- THE DATA:

────────────────────────────────────────

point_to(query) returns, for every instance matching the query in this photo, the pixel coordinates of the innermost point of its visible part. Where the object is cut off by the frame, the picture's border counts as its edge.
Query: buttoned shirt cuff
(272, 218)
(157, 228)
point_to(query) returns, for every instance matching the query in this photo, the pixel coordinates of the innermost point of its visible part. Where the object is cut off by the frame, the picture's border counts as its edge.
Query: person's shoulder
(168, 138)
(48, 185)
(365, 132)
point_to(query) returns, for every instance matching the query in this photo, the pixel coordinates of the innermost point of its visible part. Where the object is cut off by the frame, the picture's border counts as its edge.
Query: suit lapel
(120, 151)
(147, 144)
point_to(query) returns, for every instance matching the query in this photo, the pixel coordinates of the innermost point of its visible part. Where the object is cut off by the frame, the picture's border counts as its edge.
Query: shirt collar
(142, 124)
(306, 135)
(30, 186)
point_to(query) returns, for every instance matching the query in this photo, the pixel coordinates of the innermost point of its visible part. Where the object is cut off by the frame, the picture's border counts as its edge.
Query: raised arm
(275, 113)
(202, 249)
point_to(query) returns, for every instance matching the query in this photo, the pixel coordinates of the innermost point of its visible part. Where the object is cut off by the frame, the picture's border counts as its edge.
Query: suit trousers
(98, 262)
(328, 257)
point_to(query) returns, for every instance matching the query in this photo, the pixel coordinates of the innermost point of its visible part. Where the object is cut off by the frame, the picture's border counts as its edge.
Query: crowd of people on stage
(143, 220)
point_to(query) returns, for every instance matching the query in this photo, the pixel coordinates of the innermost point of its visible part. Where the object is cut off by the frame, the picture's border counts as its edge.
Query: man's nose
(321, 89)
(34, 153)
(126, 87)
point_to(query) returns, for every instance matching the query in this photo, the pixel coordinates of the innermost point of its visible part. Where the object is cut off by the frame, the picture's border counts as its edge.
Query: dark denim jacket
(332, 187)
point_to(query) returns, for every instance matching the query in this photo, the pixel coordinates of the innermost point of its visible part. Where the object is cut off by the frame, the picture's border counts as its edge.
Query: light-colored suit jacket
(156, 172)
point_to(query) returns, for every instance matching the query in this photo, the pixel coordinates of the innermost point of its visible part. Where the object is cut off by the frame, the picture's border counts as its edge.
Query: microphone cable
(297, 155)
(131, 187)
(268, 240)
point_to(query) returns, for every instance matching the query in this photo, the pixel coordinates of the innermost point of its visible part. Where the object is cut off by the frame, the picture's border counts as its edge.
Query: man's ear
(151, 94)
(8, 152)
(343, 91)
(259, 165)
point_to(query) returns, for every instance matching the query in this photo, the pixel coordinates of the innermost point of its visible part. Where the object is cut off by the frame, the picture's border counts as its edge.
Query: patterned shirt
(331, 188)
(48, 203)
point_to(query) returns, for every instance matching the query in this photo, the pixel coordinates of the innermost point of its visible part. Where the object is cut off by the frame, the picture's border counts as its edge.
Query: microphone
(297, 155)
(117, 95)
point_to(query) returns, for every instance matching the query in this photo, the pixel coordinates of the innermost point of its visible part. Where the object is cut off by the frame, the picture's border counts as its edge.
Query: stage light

────────────────────────────────────────

- TASK TO CARRY OUT:
Using the listing above, write every line out again exactly.

- FINISHED TASK:
point_to(query) returns, for every instance matching the query in this photo, the pixel coordinates of the innermost point of its visible part. Where the object is cut off by the frame, the picture's border counts as its edge.
Query: buttoned shirt cuff
(272, 218)
(157, 228)
point_to(query) returns, for every instance matching the query in this photo, the pixel coordinates of the innermost point of its visible part. Where the object is cut off by the frame, the picture's border counts as its edge.
Query: person's shoulder
(168, 138)
(48, 185)
(365, 132)
point_to(query) returns, for every instance matching the query in this photo, the pixel coordinates of the innermost point of its visible part. Where the object is cut off by the frame, the picture's border counts as its edge.
Query: suit lapel
(120, 151)
(147, 144)
point_to(query) returns, for every instance matching the query in this photo, the pixel coordinates of the innermost point of its visible part. Where the object is cut off by the frame, the picture's border counts as its edge.
Query: shirt collar
(142, 124)
(306, 135)
(30, 186)
point_to(query) returns, for every instance matching the query in this photo, the pixel coordinates of the innermost point of its visible part. Where the object is cut off by the frame, the picture's border counts as its edge.
Query: raised arm
(275, 113)
(202, 249)
point_to(query) returns, for every instance matching the query in this photo, the pixel coordinates of the innermost point of its visible part. Where the object is cut off by the frame, the picture's border counts as its edge.
Query: suit trousers
(98, 262)
(328, 257)
point_to(query) returns, for every instance matching the query in this photo, the pixel coordinates of the innermost point of its visible part. Where the object is cut off by the frame, the picture's border counts as its edge.
Query: crowd of people on stage
(143, 220)
point_to(query) returns, for every instance matching the query in this photo, the pixel coordinates of the innermost point of its visible part. Where the object is cut off by the frame, the picture's border counts as its edge.
Query: man's nose
(321, 89)
(34, 153)
(126, 87)
point_to(query) returns, for every instance matching the query in this photo, the pixel coordinates of the innermost point of its visible part. Where the object is cut off by the frame, the picture's border counts as its edge.
Query: dark denim jacket
(332, 187)
point_to(query) returns, for every instance matching the query in this photo, the pixel coordinates of the innermost point of its visible part. Where the object is cut off by the frame, the picture's border counts as its edge.
Query: light-colored suit jacket
(156, 172)
point_to(query) returns, for every instance matching the query in this photo, the pixel coordinates of the innermost point of its visible part. Where the object is cut off by the frame, the picture's border counts as its edge.
Query: microphone cable
(297, 155)
(131, 187)
(268, 240)
point_to(query) returns, for every instance matching the query in this photo, the pixel coordinates of the innermost point of its visible part. Where the object is cut off by the frame, the picture's border counts as its edge.
Query: man's ear
(151, 94)
(8, 152)
(343, 91)
(259, 165)
point_to(query) returns, for every instance matching the query in this photo, the pixel coordinates of the innermost point of its visible part. Where the object is cut off by the frame, the picture's border counts as its edge.
Query: patterned shirt
(331, 188)
(48, 203)
point_to(query) returns, for every instance matching the query in this photo, the pixel coordinates of the innermost point of its visible part. Where the object is cut off by the frame, the picture's border counts as its edge.
Query: microphone
(297, 155)
(117, 95)
point_to(query) returns, for every instance matching the query in this photo, the pixel coordinates of the innermost point of its visible part. Where the object is cut off by the frame, the picture's border counts as its edge.
Query: stage light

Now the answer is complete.